Natural-language object grounding data:
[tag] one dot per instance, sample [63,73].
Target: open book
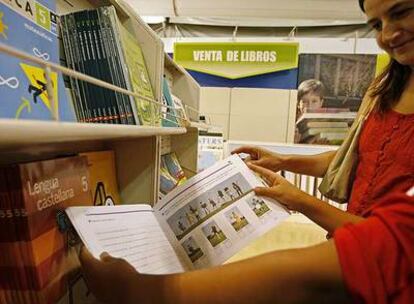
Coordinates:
[199,224]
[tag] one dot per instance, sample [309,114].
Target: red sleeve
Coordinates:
[376,255]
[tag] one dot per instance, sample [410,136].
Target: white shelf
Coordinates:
[28,132]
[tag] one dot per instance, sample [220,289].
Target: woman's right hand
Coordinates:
[263,158]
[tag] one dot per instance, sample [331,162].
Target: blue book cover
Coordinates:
[168,119]
[30,26]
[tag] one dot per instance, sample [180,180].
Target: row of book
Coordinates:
[96,43]
[171,173]
[36,257]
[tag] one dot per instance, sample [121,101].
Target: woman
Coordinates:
[386,143]
[369,260]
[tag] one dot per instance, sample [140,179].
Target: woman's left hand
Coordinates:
[280,189]
[109,278]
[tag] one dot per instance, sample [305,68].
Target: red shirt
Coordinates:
[377,255]
[386,159]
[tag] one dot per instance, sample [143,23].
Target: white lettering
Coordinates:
[45,186]
[208,56]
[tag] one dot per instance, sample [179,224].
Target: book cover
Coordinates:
[31,28]
[148,112]
[168,115]
[167,181]
[34,247]
[102,178]
[170,161]
[199,224]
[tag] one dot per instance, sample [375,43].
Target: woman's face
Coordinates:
[393,21]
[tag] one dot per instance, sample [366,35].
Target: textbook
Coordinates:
[31,26]
[198,224]
[102,177]
[98,44]
[35,259]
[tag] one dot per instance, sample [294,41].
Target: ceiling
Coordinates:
[253,12]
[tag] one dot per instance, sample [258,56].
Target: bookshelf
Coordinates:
[137,148]
[183,85]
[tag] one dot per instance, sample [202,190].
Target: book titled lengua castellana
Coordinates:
[35,257]
[30,26]
[199,224]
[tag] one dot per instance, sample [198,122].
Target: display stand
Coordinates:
[137,148]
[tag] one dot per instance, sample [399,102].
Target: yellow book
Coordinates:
[102,178]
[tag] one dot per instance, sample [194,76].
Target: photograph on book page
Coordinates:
[216,213]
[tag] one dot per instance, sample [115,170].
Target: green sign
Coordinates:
[237,59]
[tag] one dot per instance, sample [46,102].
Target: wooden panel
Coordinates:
[259,114]
[215,105]
[215,100]
[137,169]
[186,148]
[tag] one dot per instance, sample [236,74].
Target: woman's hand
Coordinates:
[280,189]
[262,157]
[109,279]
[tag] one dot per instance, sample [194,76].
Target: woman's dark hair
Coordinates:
[388,86]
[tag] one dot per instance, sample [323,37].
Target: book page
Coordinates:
[216,213]
[130,232]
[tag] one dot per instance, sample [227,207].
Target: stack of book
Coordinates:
[96,43]
[35,257]
[172,174]
[31,27]
[324,127]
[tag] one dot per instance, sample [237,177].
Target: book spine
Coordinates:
[106,36]
[108,97]
[69,63]
[78,52]
[119,62]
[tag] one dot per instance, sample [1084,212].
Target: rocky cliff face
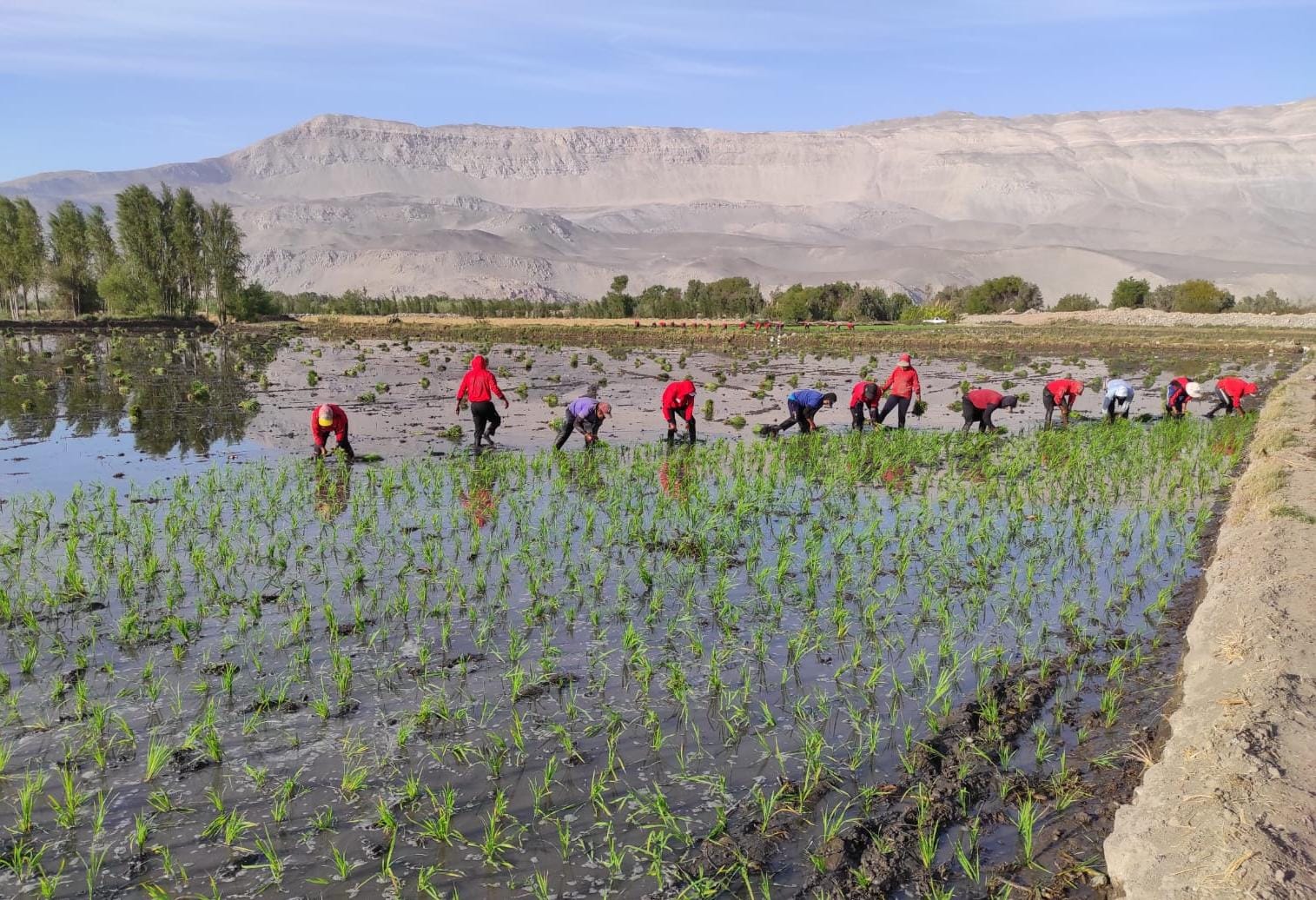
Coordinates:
[1071,202]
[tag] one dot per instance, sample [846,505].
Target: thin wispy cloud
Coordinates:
[43,36]
[255,66]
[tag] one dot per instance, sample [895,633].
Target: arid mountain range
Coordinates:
[1071,202]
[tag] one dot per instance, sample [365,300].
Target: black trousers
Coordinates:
[1109,406]
[1223,401]
[1049,404]
[587,424]
[345,445]
[799,416]
[485,414]
[975,414]
[899,404]
[671,428]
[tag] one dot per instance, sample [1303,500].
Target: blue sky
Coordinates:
[127,83]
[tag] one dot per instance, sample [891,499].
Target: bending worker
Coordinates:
[981,403]
[1229,394]
[803,404]
[678,399]
[479,386]
[1177,396]
[902,386]
[585,414]
[325,419]
[865,395]
[1117,400]
[1062,393]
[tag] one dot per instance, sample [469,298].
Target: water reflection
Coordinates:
[334,490]
[171,391]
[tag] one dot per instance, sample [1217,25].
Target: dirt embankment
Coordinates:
[1150,317]
[1229,811]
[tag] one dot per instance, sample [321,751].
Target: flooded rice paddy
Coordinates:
[894,665]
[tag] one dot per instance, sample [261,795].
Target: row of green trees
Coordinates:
[1195,295]
[358,301]
[737,298]
[171,257]
[727,298]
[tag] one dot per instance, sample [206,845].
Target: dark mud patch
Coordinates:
[554,682]
[949,775]
[749,841]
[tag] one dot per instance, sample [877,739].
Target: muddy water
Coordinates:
[475,600]
[92,408]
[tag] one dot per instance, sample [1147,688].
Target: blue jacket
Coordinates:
[807,398]
[582,407]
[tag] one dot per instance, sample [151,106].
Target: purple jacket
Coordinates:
[582,407]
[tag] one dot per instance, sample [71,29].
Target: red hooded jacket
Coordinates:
[1236,388]
[1065,386]
[983,398]
[903,381]
[1178,387]
[857,394]
[678,398]
[478,385]
[320,433]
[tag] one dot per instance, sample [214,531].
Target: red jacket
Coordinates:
[857,394]
[320,433]
[1236,388]
[1065,386]
[903,381]
[679,398]
[478,385]
[983,398]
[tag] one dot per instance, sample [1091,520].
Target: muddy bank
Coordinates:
[1153,319]
[1229,810]
[994,334]
[104,324]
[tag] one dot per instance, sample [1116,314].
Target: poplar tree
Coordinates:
[70,257]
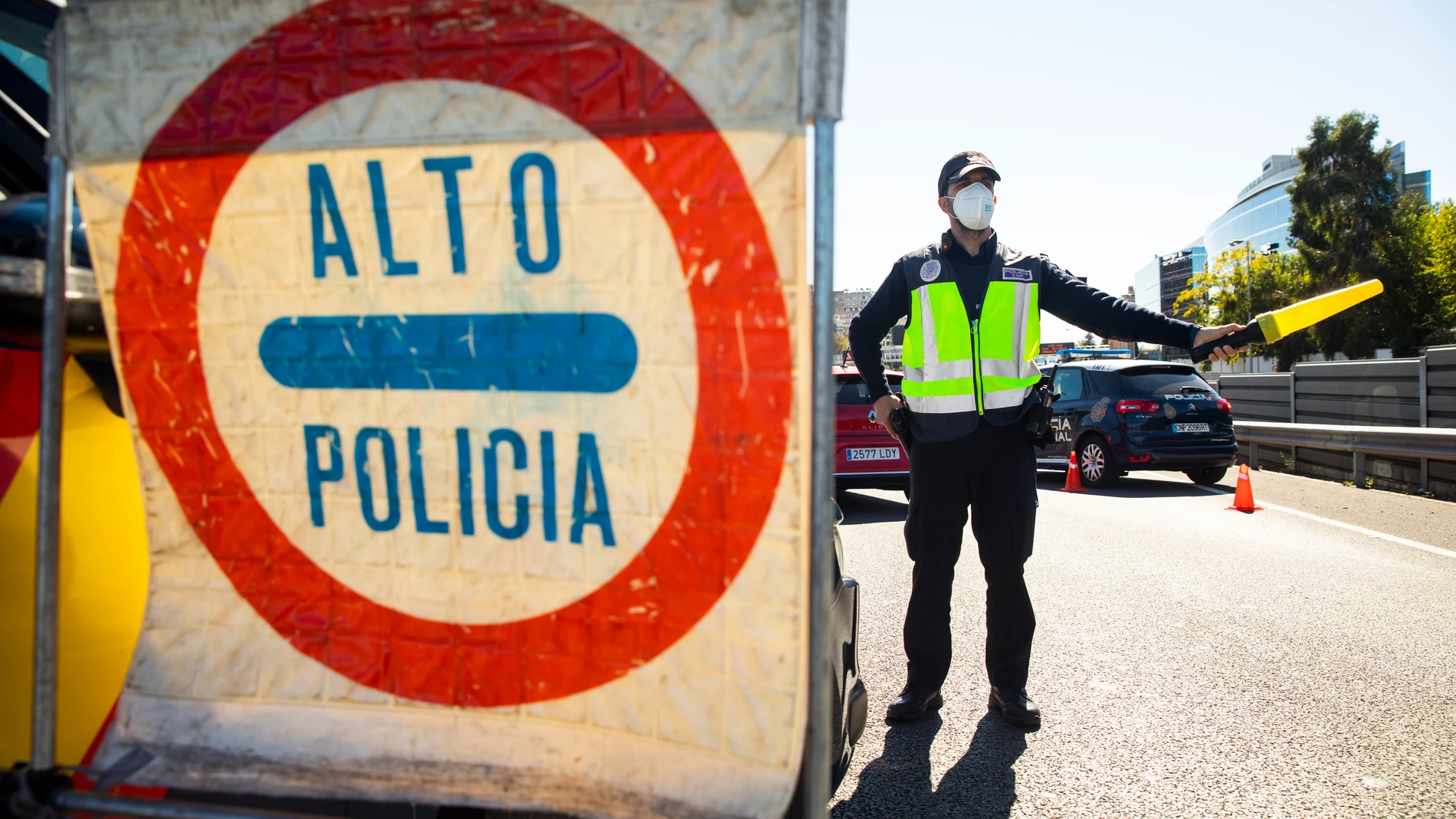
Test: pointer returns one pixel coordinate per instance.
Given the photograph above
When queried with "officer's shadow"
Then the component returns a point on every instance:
(980, 785)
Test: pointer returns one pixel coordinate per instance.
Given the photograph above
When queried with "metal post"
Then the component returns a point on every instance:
(821, 486)
(1425, 416)
(48, 489)
(1294, 451)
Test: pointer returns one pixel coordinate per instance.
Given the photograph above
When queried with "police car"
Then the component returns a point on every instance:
(1124, 415)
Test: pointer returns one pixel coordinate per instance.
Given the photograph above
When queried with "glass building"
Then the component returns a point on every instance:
(1261, 213)
(1260, 217)
(1156, 286)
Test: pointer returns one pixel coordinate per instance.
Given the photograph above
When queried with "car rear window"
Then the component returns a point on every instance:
(1163, 378)
(855, 391)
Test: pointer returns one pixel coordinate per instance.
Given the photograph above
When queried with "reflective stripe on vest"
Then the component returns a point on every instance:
(941, 373)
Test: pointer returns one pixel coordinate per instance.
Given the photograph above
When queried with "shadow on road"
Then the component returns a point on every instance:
(980, 785)
(861, 508)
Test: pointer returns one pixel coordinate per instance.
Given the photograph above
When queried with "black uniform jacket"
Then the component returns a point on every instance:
(1061, 294)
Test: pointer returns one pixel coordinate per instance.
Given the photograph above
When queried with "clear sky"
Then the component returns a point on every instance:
(1120, 129)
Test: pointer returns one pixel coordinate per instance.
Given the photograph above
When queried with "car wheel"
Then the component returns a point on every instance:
(1095, 463)
(1206, 477)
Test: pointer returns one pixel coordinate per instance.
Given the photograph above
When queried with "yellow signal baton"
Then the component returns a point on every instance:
(1273, 326)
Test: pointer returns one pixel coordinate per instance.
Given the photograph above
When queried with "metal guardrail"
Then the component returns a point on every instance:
(1359, 441)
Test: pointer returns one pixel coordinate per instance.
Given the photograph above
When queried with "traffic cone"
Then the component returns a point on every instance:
(1244, 492)
(1074, 474)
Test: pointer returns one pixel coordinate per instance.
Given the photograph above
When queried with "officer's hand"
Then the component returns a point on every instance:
(1222, 352)
(883, 406)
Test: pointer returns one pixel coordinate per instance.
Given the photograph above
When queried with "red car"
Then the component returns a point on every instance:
(865, 456)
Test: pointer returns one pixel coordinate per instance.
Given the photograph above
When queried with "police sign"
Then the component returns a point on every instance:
(462, 346)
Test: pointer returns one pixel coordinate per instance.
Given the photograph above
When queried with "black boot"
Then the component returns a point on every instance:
(1015, 707)
(913, 704)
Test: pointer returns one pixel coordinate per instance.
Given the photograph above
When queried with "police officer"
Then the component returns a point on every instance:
(975, 309)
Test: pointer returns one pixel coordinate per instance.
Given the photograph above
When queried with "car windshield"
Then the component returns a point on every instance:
(855, 391)
(1159, 380)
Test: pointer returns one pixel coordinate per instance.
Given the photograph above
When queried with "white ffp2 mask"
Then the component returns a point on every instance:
(975, 205)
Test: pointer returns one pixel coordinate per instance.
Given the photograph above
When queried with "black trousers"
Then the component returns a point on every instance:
(992, 472)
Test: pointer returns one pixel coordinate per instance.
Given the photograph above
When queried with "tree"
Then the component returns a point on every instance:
(1435, 233)
(1352, 224)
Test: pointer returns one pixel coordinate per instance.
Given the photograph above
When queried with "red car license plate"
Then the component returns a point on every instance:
(873, 454)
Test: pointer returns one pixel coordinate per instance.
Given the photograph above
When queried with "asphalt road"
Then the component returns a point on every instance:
(1190, 660)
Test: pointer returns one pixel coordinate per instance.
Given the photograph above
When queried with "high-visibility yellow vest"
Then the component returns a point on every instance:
(979, 359)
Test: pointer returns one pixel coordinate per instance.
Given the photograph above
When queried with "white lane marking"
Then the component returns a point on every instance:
(1321, 518)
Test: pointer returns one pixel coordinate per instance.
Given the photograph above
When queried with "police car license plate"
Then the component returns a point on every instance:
(1190, 428)
(877, 453)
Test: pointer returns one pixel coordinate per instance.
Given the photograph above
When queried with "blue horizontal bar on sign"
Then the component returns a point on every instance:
(538, 352)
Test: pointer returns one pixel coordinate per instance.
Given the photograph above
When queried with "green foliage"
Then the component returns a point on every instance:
(1436, 236)
(1352, 224)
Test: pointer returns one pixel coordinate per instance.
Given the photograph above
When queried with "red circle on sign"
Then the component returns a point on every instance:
(579, 67)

*Work order*.
Track down all lines above with the string "license" and copy them.

*Finished task*.
When queried with "red car license plate"
When queried with "police car license plate"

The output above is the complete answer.